Por Giovana Girardi
O relatório do IPCC (o painel de cientistas da Organização das Nações Unidas), que será divulgado no fim do mês, deve reforçar algumas noções dos impactos das mudanças climáticas no Brasil que os cientistas conhecem bem: o clima vai ficar mais instável, com alternância cada vez mais frequente de extremos climáticos – do muito quente para o muito frio; e do muito seco para o muito chuvoso. Cenários mais ou menos parecidos com os que estamos vendo atualmente nas Regiões Sudeste e Norte.
"O alerta é claro: temos de incorporar essa dimensão da variabilidade climática se quisermos evitar o colapso dos sistemas", afirma o climatologista Carlos Nobre, secretário de Políticas e Programas de Pesquisa e Desenvolvimento do Ministério da Ciência, Tecnologia e Inovação.
Com toda a discussão sobre mudança climática, por que há tanta dificuldade de adaptação?
O motivo é que a adaptação está intimamente ligada com a vida, o uso dos recursos, a infraestrutura local de cada país. Ainda que se possa pensar em ações e tecnologias para serem aplicadas em qualquer lugar, medidas de adaptação são por definição locais. Além disso, há uma diferença fundamental entre países desenvolvidos e em desenvolvimento. Os primeiros já há várias décadas criaram mecanismos para adaptar as atividades econômicas aos desastres naturais do presente. Já a maioria dos países em desenvolvimento ainda é muito mal equipada para conviver com a variabilidade climática existente hoje. E imagine que, em cima dessa variabilidade, vamos ter as mudanças climáticas com mais extremos.
É o que vemos, por exemplo, em São Paulo, que até hoje não encontrou uma solução para as frequentes inundações no verão?
A verdade é que conviver com os extremos nunca foi uma agenda que de fato obteve prioridade. Temos o exemplo clássico da convivência com a seca no Nordeste. Adaptar a infraestrutura urbana de uma grande cidade para as mudanças climáticas passa necessariamente por resolver grandes questões que vão muito além das mudanças climáticas. Que é a forma como a cidade se desenvolveu, a política de transporte público versus o automóvel, por exemplo. Falar em adaptar a mobilidade de São Paulo para as chuvas mais intensas… Bom, isso não é aquecimento global, é um problema da urbanização de São Paulo. Para lidar com o aumento das chuvas é preciso mudar completamente a política de mobilidade urbana para incentivar o transporte público. É uma ladainha que todo mundo sabe e repete. Isso não é só para se adaptar às mudanças climáticas. É uma questão de sobrevivência, eficiência e qualidade de vida. Se a cidade já fosse mais funcional no aspecto de mobilidade urbana, seria muito mais fácil se adaptar ao aumento da temperatura e da intensidade das chuvas e de inundações.
Ainda dá tempo de agir?

^^^^

Tarefas propostas ->
a. Informe se cada afirmação a seguir está de acordo com o texto sobre mudanças climáticas, citando as palavras exatas que justificam cada resposta. (i) O relatório do IPCC será divulgado no fim do mês. (ii) A maioria dos países desenvolvidos ainda é muito mal equipada para conviver com a variabilidade climática atual. (iii) Carlos Nobre é apresentado como climatologista.
b. Retome o texto sobre mudanças climáticas e escreva a continuação a partir da última frase apresentada.

Informações registradas ->
^^^^

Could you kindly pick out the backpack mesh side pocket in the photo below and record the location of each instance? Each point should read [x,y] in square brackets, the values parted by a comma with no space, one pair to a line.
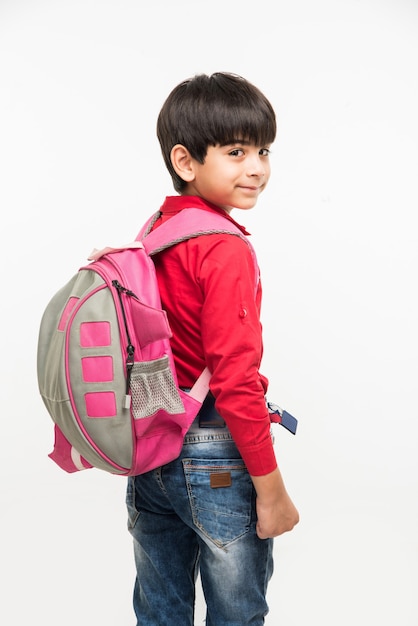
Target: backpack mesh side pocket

^^^^

Respostas das tarefas ->
a. (i) Sim: "que será divulgado no fim do mês". (ii) Não: "Já a maioria dos países em desenvolvimento ainda é muito mal equipada para conviver com a variabilidade climática existente hoje". (iii) Sim: "afirma o climatologista Carlos Nobre".

b.
É uma frase que já virou chavão, mas um grande grau de mudanças climáticas já se tornou inevitável. Não há o que fazer. É uma constatação que a ciência coloca com muita propriedade e robustez. Algumas coisas não teremos como reverter. Já vamos conviver no futuro com pelo menos mais 2°C de temperatura, isso se houver muito trabalho para estabilizar as emissões de gases. Mais 2°C no Brasil, com mais eventos extremos climáticos, mais episódios de secas e chuvas intensas prolongadas no Nordeste e no Sudeste, significam que toda a economia do País precisa ser adaptada, toda a geração de energia.
O que a crise atual de água em São Paulo nos ensina?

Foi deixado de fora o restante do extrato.